(Data entries)
==============================
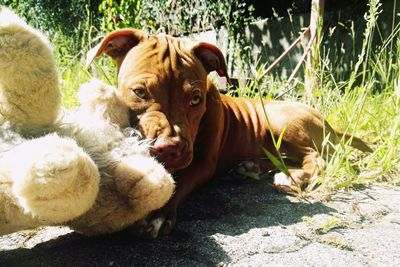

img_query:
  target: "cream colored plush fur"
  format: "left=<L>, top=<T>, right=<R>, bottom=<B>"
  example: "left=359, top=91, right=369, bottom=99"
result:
left=61, top=80, right=175, bottom=235
left=0, top=133, right=101, bottom=234
left=0, top=7, right=60, bottom=134
left=0, top=7, right=101, bottom=235
left=0, top=8, right=174, bottom=236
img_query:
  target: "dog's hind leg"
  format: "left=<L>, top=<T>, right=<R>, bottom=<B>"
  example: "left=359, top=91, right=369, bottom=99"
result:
left=273, top=149, right=326, bottom=193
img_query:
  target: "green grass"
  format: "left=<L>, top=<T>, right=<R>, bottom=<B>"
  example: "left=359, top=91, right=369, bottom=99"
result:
left=56, top=49, right=116, bottom=109
left=54, top=0, right=399, bottom=194
left=230, top=0, right=400, bottom=193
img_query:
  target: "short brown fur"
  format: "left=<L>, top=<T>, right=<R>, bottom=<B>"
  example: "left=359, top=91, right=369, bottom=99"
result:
left=89, top=29, right=371, bottom=238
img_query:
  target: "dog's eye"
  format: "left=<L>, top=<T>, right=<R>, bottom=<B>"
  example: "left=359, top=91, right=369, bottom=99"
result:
left=190, top=95, right=202, bottom=106
left=131, top=88, right=147, bottom=99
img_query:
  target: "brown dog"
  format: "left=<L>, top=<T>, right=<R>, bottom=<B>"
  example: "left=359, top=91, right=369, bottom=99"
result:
left=88, top=29, right=372, bottom=238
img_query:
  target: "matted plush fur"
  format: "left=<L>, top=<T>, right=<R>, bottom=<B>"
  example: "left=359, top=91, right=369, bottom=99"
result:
left=0, top=7, right=174, bottom=236
left=60, top=80, right=175, bottom=235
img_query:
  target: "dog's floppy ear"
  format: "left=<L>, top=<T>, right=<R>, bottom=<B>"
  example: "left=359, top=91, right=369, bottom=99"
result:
left=191, top=42, right=230, bottom=82
left=86, top=28, right=148, bottom=68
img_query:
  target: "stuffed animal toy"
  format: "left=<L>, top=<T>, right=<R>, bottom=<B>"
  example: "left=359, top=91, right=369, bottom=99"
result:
left=0, top=7, right=174, bottom=236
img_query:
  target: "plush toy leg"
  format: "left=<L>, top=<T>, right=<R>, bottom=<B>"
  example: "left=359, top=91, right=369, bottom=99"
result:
left=0, top=8, right=60, bottom=133
left=0, top=134, right=100, bottom=235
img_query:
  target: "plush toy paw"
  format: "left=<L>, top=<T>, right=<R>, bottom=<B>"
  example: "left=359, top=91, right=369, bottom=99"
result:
left=0, top=134, right=100, bottom=229
left=114, top=154, right=175, bottom=212
left=69, top=152, right=175, bottom=236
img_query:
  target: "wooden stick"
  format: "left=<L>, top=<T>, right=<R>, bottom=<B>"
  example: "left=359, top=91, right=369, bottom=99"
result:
left=304, top=0, right=325, bottom=100
left=260, top=27, right=311, bottom=78
left=287, top=33, right=316, bottom=84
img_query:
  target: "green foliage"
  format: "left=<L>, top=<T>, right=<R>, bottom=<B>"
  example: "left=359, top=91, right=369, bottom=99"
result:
left=0, top=0, right=100, bottom=35
left=93, top=0, right=256, bottom=78
left=1, top=0, right=399, bottom=192
left=226, top=0, right=400, bottom=192
left=1, top=0, right=255, bottom=69
left=135, top=0, right=254, bottom=35
left=98, top=0, right=141, bottom=31
left=0, top=0, right=102, bottom=58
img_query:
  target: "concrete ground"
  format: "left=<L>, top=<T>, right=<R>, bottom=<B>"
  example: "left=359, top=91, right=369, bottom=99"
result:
left=1, top=178, right=399, bottom=267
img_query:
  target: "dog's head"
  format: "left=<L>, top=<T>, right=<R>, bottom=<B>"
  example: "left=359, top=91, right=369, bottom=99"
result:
left=88, top=29, right=228, bottom=172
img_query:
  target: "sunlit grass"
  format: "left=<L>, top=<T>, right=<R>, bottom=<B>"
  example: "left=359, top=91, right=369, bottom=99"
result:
left=225, top=0, right=399, bottom=192
left=54, top=0, right=399, bottom=193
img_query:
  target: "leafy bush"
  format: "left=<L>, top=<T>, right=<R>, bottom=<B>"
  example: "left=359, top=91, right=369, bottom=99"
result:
left=96, top=0, right=255, bottom=36
left=0, top=0, right=104, bottom=58
left=1, top=0, right=256, bottom=64
left=98, top=0, right=141, bottom=31
left=1, top=0, right=101, bottom=35
left=135, top=0, right=256, bottom=75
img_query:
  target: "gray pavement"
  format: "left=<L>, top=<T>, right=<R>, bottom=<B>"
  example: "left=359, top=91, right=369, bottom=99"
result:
left=1, top=178, right=399, bottom=267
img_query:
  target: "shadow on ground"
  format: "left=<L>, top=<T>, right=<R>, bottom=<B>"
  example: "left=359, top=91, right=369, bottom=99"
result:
left=0, top=177, right=338, bottom=266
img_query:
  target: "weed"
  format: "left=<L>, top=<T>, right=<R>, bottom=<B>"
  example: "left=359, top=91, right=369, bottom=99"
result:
left=302, top=215, right=348, bottom=235
left=319, top=233, right=353, bottom=251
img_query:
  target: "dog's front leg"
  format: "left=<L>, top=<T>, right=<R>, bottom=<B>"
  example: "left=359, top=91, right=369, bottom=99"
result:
left=129, top=158, right=218, bottom=238
left=130, top=89, right=225, bottom=238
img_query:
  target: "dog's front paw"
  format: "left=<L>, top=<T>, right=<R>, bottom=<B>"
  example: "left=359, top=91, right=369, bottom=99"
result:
left=130, top=204, right=177, bottom=239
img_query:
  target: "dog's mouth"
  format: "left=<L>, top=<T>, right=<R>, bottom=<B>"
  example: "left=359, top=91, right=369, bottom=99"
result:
left=152, top=153, right=192, bottom=173
left=163, top=163, right=188, bottom=173
left=129, top=111, right=193, bottom=172
left=149, top=141, right=192, bottom=173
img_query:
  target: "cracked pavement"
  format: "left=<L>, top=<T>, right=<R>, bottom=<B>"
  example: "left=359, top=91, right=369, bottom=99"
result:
left=1, top=178, right=399, bottom=267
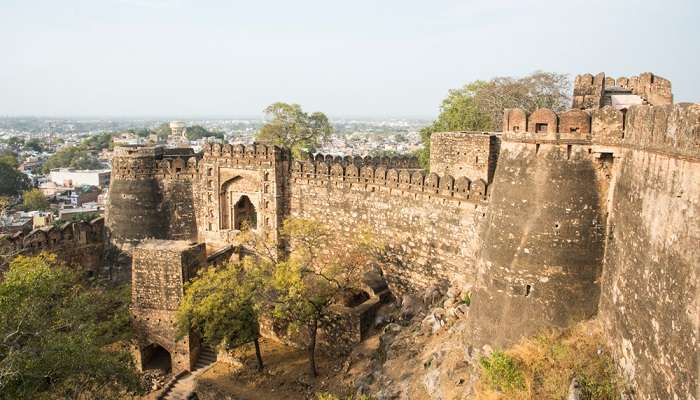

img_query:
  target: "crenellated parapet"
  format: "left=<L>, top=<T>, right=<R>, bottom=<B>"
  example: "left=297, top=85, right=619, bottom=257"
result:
left=291, top=160, right=488, bottom=204
left=502, top=103, right=700, bottom=159
left=302, top=152, right=420, bottom=169
left=0, top=217, right=105, bottom=274
left=502, top=107, right=592, bottom=140
left=202, top=143, right=290, bottom=165
left=572, top=72, right=673, bottom=109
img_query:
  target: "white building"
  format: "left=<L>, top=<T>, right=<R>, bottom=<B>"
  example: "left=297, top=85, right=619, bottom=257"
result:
left=48, top=168, right=111, bottom=189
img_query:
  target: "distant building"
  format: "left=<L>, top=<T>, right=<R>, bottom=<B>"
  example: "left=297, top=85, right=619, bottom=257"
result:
left=49, top=168, right=111, bottom=189
left=168, top=121, right=189, bottom=148
left=58, top=204, right=104, bottom=221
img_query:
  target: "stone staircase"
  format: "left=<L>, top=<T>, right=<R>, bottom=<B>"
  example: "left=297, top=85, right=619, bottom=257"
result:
left=158, top=346, right=217, bottom=400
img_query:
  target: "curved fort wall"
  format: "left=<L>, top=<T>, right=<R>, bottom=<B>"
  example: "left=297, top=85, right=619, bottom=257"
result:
left=491, top=101, right=700, bottom=400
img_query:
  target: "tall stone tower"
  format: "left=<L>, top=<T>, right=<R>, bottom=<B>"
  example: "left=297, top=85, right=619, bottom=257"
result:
left=130, top=240, right=206, bottom=374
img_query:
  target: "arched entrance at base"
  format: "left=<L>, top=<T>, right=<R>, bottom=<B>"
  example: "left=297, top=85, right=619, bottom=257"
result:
left=141, top=343, right=172, bottom=373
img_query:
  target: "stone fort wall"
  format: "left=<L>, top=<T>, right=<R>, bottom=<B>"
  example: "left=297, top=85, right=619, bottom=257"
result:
left=0, top=217, right=105, bottom=276
left=288, top=158, right=489, bottom=294
left=488, top=101, right=700, bottom=400
left=107, top=73, right=700, bottom=399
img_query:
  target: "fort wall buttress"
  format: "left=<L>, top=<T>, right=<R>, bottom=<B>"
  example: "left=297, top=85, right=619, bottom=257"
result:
left=107, top=147, right=169, bottom=244
left=468, top=141, right=607, bottom=347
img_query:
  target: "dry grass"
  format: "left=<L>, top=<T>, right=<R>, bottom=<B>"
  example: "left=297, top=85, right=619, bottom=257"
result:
left=474, top=320, right=623, bottom=400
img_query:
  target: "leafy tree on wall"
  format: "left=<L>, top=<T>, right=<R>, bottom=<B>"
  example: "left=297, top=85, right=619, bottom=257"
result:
left=256, top=102, right=333, bottom=158
left=417, top=71, right=570, bottom=168
left=0, top=254, right=141, bottom=399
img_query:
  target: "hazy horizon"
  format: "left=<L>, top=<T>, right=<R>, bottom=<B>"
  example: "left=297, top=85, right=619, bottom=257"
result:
left=2, top=0, right=698, bottom=119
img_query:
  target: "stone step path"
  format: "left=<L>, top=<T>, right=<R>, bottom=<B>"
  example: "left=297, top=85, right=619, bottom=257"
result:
left=159, top=346, right=217, bottom=400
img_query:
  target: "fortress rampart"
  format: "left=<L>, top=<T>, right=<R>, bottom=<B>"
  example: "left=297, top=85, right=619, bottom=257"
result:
left=107, top=72, right=700, bottom=399
left=0, top=217, right=105, bottom=275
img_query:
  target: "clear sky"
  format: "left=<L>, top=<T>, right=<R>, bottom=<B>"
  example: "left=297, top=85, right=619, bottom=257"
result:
left=1, top=0, right=698, bottom=118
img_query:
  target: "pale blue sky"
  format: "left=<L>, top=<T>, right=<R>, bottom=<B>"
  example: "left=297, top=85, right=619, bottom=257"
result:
left=1, top=0, right=698, bottom=118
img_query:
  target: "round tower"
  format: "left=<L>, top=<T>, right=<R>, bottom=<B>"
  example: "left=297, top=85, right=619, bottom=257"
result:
left=106, top=146, right=168, bottom=245
left=468, top=141, right=607, bottom=347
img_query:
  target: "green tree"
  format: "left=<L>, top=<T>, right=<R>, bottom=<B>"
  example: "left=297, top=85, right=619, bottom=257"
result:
left=256, top=102, right=333, bottom=158
left=176, top=261, right=265, bottom=371
left=185, top=125, right=225, bottom=141
left=0, top=151, right=19, bottom=168
left=418, top=71, right=570, bottom=168
left=255, top=218, right=382, bottom=377
left=22, top=188, right=49, bottom=211
left=23, top=139, right=45, bottom=153
left=80, top=133, right=114, bottom=151
left=0, top=162, right=30, bottom=197
left=42, top=146, right=104, bottom=174
left=0, top=254, right=140, bottom=399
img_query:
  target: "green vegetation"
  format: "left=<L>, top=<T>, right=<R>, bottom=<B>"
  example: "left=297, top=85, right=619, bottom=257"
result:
left=259, top=218, right=382, bottom=376
left=81, top=132, right=114, bottom=151
left=24, top=138, right=45, bottom=153
left=479, top=351, right=525, bottom=393
left=475, top=321, right=623, bottom=400
left=257, top=102, right=333, bottom=158
left=42, top=146, right=104, bottom=174
left=418, top=71, right=570, bottom=168
left=53, top=212, right=100, bottom=227
left=22, top=188, right=49, bottom=211
left=185, top=125, right=224, bottom=141
left=176, top=261, right=265, bottom=371
left=180, top=217, right=382, bottom=378
left=0, top=156, right=30, bottom=197
left=0, top=254, right=140, bottom=399
left=0, top=151, right=19, bottom=168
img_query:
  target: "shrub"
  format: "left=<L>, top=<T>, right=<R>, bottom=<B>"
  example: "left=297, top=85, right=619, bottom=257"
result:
left=474, top=321, right=624, bottom=399
left=479, top=351, right=525, bottom=393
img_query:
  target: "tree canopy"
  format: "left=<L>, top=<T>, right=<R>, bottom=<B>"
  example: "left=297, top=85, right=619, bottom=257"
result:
left=22, top=188, right=49, bottom=211
left=258, top=218, right=382, bottom=376
left=0, top=254, right=140, bottom=399
left=176, top=261, right=265, bottom=370
left=417, top=71, right=570, bottom=168
left=185, top=125, right=224, bottom=141
left=0, top=157, right=30, bottom=197
left=42, top=146, right=104, bottom=174
left=256, top=103, right=332, bottom=158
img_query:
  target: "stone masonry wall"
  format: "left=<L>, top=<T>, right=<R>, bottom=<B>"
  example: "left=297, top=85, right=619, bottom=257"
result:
left=0, top=217, right=105, bottom=275
left=429, top=132, right=499, bottom=183
left=595, top=104, right=700, bottom=399
left=131, top=241, right=206, bottom=373
left=289, top=169, right=487, bottom=295
left=468, top=141, right=607, bottom=347
left=598, top=149, right=699, bottom=400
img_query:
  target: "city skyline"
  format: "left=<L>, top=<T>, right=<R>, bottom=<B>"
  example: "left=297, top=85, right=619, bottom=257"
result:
left=2, top=0, right=699, bottom=118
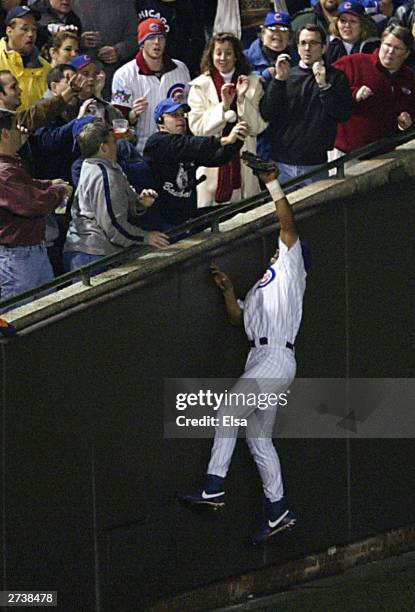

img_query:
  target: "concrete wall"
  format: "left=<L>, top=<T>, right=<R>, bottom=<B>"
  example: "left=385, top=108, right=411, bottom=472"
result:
left=0, top=175, right=414, bottom=611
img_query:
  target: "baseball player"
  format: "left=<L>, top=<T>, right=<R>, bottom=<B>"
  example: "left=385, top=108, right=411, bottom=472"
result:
left=177, top=153, right=310, bottom=545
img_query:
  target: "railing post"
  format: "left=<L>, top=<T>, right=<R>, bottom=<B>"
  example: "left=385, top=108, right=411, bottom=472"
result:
left=81, top=271, right=92, bottom=287
left=210, top=219, right=220, bottom=233
left=336, top=162, right=345, bottom=179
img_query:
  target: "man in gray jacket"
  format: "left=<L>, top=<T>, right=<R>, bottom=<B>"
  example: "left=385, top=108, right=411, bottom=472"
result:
left=63, top=119, right=169, bottom=271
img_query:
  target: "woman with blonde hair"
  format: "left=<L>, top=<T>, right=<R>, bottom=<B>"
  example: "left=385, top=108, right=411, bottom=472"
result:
left=188, top=32, right=267, bottom=207
left=326, top=1, right=380, bottom=65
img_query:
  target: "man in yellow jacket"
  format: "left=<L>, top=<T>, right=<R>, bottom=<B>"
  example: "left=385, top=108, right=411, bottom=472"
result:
left=0, top=5, right=50, bottom=110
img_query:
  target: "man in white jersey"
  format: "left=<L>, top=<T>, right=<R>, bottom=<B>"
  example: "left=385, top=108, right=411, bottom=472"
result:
left=177, top=155, right=310, bottom=545
left=111, top=17, right=190, bottom=154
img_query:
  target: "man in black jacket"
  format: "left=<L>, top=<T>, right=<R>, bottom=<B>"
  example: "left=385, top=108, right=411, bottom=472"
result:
left=259, top=23, right=352, bottom=189
left=143, top=97, right=249, bottom=228
left=291, top=0, right=341, bottom=39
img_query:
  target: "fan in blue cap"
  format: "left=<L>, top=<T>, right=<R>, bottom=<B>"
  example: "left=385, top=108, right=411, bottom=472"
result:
left=154, top=97, right=190, bottom=125
left=325, top=0, right=380, bottom=65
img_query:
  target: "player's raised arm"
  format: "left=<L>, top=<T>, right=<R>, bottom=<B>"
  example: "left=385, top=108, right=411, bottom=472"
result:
left=242, top=153, right=298, bottom=248
left=210, top=264, right=243, bottom=326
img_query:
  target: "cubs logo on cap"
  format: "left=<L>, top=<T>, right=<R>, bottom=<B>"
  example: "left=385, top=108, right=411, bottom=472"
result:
left=337, top=1, right=365, bottom=17
left=154, top=97, right=190, bottom=123
left=70, top=54, right=95, bottom=71
left=137, top=17, right=166, bottom=45
left=263, top=11, right=291, bottom=28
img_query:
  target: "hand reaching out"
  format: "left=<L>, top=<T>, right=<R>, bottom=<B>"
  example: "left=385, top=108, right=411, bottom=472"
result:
left=52, top=179, right=73, bottom=199
left=210, top=263, right=233, bottom=291
left=147, top=231, right=170, bottom=248
left=225, top=121, right=249, bottom=144
left=77, top=98, right=97, bottom=118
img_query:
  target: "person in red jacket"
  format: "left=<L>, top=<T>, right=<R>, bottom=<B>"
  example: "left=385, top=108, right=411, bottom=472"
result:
left=0, top=110, right=71, bottom=309
left=333, top=25, right=415, bottom=154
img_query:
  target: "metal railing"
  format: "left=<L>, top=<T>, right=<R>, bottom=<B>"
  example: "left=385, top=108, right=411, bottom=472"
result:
left=1, top=126, right=415, bottom=313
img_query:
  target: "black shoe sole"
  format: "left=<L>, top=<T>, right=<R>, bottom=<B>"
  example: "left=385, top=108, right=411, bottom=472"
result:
left=176, top=496, right=225, bottom=510
left=251, top=518, right=296, bottom=546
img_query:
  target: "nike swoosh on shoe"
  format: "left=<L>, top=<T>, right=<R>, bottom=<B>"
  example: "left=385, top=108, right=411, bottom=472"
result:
left=201, top=490, right=224, bottom=499
left=268, top=509, right=290, bottom=528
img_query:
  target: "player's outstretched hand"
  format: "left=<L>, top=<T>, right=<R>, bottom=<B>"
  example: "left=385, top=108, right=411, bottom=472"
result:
left=210, top=263, right=233, bottom=292
left=258, top=168, right=280, bottom=184
left=241, top=151, right=280, bottom=180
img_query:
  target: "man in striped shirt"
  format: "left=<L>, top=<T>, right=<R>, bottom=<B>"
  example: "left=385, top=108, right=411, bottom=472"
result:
left=111, top=17, right=190, bottom=154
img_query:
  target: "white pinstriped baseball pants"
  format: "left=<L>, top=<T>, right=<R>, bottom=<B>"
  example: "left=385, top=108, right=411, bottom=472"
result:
left=207, top=347, right=296, bottom=502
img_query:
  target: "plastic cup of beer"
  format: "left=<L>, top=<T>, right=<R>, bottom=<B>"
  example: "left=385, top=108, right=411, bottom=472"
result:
left=112, top=119, right=129, bottom=140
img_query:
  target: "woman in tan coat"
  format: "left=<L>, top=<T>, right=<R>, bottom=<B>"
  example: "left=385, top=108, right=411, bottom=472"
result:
left=188, top=32, right=268, bottom=208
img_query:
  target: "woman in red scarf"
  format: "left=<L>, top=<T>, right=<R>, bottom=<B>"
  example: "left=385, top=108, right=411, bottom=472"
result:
left=188, top=32, right=267, bottom=207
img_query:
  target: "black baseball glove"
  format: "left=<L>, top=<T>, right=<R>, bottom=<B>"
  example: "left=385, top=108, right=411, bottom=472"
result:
left=241, top=151, right=280, bottom=178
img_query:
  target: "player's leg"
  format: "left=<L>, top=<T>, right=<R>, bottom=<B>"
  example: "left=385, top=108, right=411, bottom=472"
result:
left=176, top=375, right=263, bottom=508
left=246, top=415, right=296, bottom=544
left=245, top=351, right=297, bottom=543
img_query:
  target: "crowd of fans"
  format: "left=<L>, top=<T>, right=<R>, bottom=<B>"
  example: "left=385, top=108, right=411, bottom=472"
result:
left=1, top=0, right=415, bottom=311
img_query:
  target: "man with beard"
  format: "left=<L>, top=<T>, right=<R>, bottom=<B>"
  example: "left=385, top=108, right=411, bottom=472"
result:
left=291, top=0, right=342, bottom=39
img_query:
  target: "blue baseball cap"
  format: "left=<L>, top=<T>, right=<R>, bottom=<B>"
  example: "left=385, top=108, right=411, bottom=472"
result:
left=70, top=54, right=95, bottom=71
left=72, top=115, right=97, bottom=151
left=263, top=11, right=291, bottom=29
left=337, top=1, right=365, bottom=17
left=154, top=97, right=190, bottom=123
left=4, top=5, right=39, bottom=27
left=72, top=115, right=97, bottom=140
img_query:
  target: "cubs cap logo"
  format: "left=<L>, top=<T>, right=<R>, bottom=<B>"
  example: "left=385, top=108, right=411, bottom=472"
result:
left=149, top=22, right=160, bottom=32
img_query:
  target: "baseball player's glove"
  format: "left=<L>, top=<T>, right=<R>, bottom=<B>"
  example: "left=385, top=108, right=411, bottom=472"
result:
left=241, top=151, right=280, bottom=178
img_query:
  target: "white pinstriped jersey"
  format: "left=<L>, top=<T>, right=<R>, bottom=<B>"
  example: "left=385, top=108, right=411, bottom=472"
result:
left=111, top=58, right=191, bottom=154
left=238, top=238, right=306, bottom=345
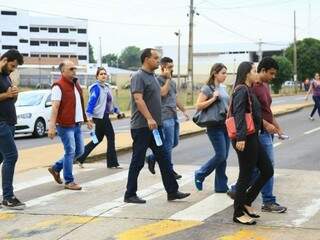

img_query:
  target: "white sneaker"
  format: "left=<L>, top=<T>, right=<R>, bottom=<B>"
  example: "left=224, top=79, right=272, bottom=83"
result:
left=309, top=116, right=314, bottom=121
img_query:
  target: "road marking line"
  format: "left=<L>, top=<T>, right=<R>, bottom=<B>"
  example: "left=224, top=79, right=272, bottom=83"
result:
left=293, top=198, right=320, bottom=226
left=14, top=170, right=129, bottom=209
left=0, top=168, right=95, bottom=195
left=304, top=127, right=320, bottom=135
left=116, top=219, right=202, bottom=240
left=83, top=173, right=193, bottom=217
left=169, top=194, right=233, bottom=221
left=219, top=230, right=268, bottom=240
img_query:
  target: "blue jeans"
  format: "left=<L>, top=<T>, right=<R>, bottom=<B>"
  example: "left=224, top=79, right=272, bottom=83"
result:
left=125, top=127, right=178, bottom=198
left=0, top=122, right=18, bottom=200
left=231, top=132, right=276, bottom=204
left=195, top=127, right=230, bottom=192
left=146, top=118, right=179, bottom=170
left=52, top=124, right=84, bottom=184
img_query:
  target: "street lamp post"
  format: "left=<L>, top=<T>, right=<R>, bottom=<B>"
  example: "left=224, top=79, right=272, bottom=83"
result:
left=174, top=30, right=181, bottom=90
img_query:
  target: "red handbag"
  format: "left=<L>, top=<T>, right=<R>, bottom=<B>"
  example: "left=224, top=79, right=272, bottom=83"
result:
left=225, top=85, right=256, bottom=140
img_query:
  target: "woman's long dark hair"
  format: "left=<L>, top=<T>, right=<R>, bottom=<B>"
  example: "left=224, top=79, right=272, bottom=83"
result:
left=234, top=61, right=254, bottom=88
left=207, top=63, right=227, bottom=86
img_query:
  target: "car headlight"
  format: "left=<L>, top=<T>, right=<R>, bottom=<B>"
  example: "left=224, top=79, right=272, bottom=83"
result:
left=17, top=113, right=32, bottom=119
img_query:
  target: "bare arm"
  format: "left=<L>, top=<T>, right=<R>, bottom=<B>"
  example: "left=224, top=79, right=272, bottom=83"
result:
left=305, top=83, right=313, bottom=99
left=195, top=92, right=217, bottom=111
left=176, top=96, right=189, bottom=120
left=48, top=100, right=60, bottom=139
left=160, top=78, right=171, bottom=97
left=133, top=93, right=157, bottom=129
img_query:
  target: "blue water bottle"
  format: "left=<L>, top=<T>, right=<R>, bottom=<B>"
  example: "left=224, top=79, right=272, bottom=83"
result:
left=152, top=129, right=163, bottom=146
left=90, top=130, right=99, bottom=144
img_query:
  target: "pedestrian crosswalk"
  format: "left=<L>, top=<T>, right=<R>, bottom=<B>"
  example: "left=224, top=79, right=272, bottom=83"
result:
left=0, top=162, right=319, bottom=239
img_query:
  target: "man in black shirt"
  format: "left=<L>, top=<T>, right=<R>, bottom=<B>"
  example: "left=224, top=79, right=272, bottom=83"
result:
==============================
- WORK INSTRUCTIONS
Using the entries above, return each line in which the word "wall" occurs.

- SOLUTION TO THIS PROBLEM
  target: "curved fort wall"
  target: "stone fort wall"
  target: "fort wall buttress"
  target: "leafy tree on wall"
  target: "stone masonry wall"
  target: "concrete wall"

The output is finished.